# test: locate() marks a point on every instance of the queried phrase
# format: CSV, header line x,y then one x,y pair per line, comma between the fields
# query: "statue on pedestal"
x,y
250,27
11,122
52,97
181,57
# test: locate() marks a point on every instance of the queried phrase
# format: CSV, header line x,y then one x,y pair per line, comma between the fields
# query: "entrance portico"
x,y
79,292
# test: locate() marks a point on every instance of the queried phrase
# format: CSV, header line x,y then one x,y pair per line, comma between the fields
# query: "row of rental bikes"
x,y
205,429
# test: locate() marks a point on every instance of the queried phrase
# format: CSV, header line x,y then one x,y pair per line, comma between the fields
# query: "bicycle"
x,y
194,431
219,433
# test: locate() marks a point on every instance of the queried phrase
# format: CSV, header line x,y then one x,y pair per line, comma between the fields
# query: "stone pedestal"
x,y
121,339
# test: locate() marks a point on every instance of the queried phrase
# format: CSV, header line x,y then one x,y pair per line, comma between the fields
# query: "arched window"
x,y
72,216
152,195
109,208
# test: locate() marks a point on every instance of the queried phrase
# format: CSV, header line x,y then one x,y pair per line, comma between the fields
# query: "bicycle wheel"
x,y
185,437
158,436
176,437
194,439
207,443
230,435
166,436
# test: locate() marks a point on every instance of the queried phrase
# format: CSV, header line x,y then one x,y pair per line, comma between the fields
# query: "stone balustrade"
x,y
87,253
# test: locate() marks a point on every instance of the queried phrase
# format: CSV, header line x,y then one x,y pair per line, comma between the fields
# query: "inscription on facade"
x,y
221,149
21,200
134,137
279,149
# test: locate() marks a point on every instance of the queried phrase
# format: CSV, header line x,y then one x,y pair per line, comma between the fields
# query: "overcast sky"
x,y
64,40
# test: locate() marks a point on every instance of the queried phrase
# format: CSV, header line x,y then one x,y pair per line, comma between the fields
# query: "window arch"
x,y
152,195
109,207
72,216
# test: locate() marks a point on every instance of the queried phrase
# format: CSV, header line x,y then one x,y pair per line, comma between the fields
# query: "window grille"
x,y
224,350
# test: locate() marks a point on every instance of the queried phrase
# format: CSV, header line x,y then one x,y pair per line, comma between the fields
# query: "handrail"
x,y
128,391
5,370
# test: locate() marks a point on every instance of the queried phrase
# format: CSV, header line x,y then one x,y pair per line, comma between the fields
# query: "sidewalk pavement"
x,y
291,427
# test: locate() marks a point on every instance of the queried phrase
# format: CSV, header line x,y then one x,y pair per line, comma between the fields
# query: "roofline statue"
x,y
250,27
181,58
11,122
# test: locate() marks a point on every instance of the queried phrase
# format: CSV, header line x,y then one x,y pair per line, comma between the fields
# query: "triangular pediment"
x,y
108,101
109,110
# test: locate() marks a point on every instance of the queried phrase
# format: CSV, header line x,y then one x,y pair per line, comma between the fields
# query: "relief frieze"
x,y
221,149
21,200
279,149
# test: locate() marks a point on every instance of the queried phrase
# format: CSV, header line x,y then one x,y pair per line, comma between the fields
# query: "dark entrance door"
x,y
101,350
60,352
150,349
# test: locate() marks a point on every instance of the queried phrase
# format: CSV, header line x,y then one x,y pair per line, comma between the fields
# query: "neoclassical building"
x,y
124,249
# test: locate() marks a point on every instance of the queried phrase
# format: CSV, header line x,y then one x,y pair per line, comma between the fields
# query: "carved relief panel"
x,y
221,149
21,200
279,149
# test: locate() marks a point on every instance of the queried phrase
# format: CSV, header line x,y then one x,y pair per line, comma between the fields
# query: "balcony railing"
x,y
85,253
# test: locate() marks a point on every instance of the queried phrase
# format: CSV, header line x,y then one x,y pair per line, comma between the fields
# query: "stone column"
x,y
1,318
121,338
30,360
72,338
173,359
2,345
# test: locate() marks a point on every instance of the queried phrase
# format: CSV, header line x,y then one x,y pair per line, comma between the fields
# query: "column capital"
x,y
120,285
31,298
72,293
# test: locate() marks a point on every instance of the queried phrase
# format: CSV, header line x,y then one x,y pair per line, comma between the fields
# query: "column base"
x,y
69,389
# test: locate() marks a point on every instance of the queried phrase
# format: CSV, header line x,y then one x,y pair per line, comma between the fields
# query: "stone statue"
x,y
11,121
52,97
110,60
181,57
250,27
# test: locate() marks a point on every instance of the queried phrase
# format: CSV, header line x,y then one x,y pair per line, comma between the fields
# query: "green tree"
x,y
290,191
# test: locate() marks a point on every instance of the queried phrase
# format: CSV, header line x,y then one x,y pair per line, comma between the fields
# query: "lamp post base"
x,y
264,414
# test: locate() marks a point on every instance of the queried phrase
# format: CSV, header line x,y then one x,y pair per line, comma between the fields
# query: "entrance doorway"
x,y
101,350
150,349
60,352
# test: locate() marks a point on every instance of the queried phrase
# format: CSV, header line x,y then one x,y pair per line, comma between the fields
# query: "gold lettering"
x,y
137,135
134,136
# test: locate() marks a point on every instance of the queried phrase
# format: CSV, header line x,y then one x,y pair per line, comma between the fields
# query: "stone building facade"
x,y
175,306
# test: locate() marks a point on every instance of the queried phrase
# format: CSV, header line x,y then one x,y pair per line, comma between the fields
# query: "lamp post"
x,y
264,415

☆ ☆ ☆ ☆

• [WHAT YOU NEED TO DO] Each line in the listing needs to be copied exactly.

• [RESULT OF THE EXERCISE]
# test: locate() marks a point on every instance of the queried phrase
# format: CSV, header line x,y then one x,y pair per line, comma between the fields
# query: "statue on pedestal"
x,y
250,27
11,122
52,97
181,57
# test: locate() marks a point on every instance of the queried phrase
# format: CSV, header line x,y then one x,y pair per line, comma between the fields
# query: "entrance portico"
x,y
79,292
# test: locate() marks a point on every instance of the queried phrase
# format: CSV, header line x,y then one x,y pair per line, comma between the fields
# query: "row of rental bikes"
x,y
205,429
# test: locate() marks a point on every instance of the queried phrase
# format: CSV, header line x,y then one x,y pair per line, comma between the fields
# query: "bicycle"
x,y
194,431
219,433
# test: locate() marks a point on every instance of the queried phrase
# format: CSV, header line x,y then one x,y pair per line, comma between the fields
# query: "stone pedestal"
x,y
121,339
# test: locate() marks a point on every instance of the queried phrase
# format: CSV, header line x,y then one x,y pair per line, comma between the fields
# query: "arched window"
x,y
72,216
152,195
109,208
# test: locate() marks a point on every instance of the queried phrase
# format: CSV, header line x,y then one x,y pair per line, comma between the fields
# query: "bicycle wheel"
x,y
185,437
158,436
176,437
194,439
207,443
230,435
166,436
# test: locate() marks a point on every instance of the queried phrase
# format: CSV, header line x,y then one x,y pair per line, comma between the fields
# query: "stone balustrade"
x,y
87,253
# test: locate() marks a point on every instance of the queried phrase
# format: CSV, header line x,y then one x,y pair per line, comma between the fields
# query: "inscription on facade"
x,y
221,149
21,200
134,137
279,149
# test: locate() marks a point on every instance of the queried phrase
# format: CSV, header line x,y then one x,y pair per line, comma between the fields
# query: "overcast sky"
x,y
64,40
# test: locate() marks a point on every instance of the queried phrase
# format: CSV, header line x,y then one x,y pair per line, comma between the fields
# query: "window arch"
x,y
152,195
109,207
72,216
# test: locate() marks a point on every instance of the queried phrase
# format: CSV, header line x,y then one x,y pair per line, comma between the fields
# query: "window grille"
x,y
224,350
# test: locate() marks a point on every instance of the queried phrase
# format: CSV, header line x,y then one x,y pair per line, comma between the fields
# query: "handrail"
x,y
128,391
5,370
# test: locate() marks a point on every instance of the queried phrase
# format: CSV, header line x,y then one x,y pair per line, comma between the fields
# query: "sidewalk pavement"
x,y
291,427
# test: locate() marks a point on every instance of the queried phrase
# format: CSV, header line x,y then one x,y pair per line, comma between the fields
# query: "roofline statue"
x,y
250,27
181,58
11,122
# test: locate() marks a point on every instance of the queried phrase
# format: CSV, header line x,y then one x,y pair per line, comma between the fields
# query: "triangular pediment"
x,y
108,101
109,110
# test: locate() marks a point on every instance of the queried phrase
# format: CSV, header line x,y then one x,y pair per line, comma between the fields
# query: "relief frieze"
x,y
221,149
21,200
279,149
# test: locate() marks a point on every instance of the queried phrase
# format: CSV, header line x,y then one x,y pair per line, comma between the fields
# query: "dark entrance door"
x,y
101,350
60,352
150,349
# test: locate() marks a point on every instance of the queried phrase
# format: CSV, header line x,y then one x,y pair per line, comma between the fields
# query: "neoclassical building"
x,y
124,249
# test: locate() marks a point on every instance of the queried phrase
# format: CSV, header line x,y then one x,y pair per line, comma between the fields
# query: "carved relief panel"
x,y
221,149
21,200
279,149
# test: locate() marks a point on every instance of the queried phrase
# format: CSV, header line x,y then one x,y pair per line, comma between the fields
# query: "balcony railing"
x,y
85,253
# test: locate() marks a point on every instance of the queried phrase
# format: CSV, header line x,y then one x,y pair per line, comma between the fields
# query: "stone column"
x,y
1,318
121,338
30,360
72,338
173,359
2,345
# test: locate() marks a point on every instance of the queried phrase
# format: CSV, header line x,y then one x,y pair per line, comma between the fields
# query: "column capital"
x,y
120,285
31,298
72,293
# test: locate() marks a point on every instance of the queried phrase
# format: CSV, header line x,y then one x,y pair per line, comma between the fields
# query: "column base"
x,y
69,389
# test: locate() marks a point on every instance of the queried phrase
# format: CSV, header line x,y then one x,y pair per line, comma between the fields
# query: "stone statue"
x,y
11,121
52,97
110,60
181,57
250,27
# test: locate() marks a point on every instance of the queried phrase
# format: CSV, header line x,y then one x,y pair per line, comma between the fields
# query: "green tree"
x,y
290,191
# test: locate() marks a point on every instance of the queried phrase
# format: CSV, header line x,y then one x,y pair per line, comma between the fields
# query: "lamp post base"
x,y
264,414
# test: locate() marks a point on every instance of the queried phrase
# format: CSV, header line x,y then one x,y pair per line, comma between the fields
# query: "entrance doorway"
x,y
101,350
150,349
60,352
# test: locate() marks a point on every instance of the queried phrase
# format: CSV, header line x,y then one x,y pair per line, comma between the fields
# query: "gold lettering"
x,y
137,135
134,136
# test: locate() marks a point on every instance of the queried phrase
# format: CSV, header line x,y then one x,y pair per line, comma between the fields
# query: "stone building facade"
x,y
175,306
# test: locate() marks a point on every instance of the queried phrase
# format: CSV, header line x,y then one x,y pair per line, comma between the fields
# query: "lamp post"
x,y
264,415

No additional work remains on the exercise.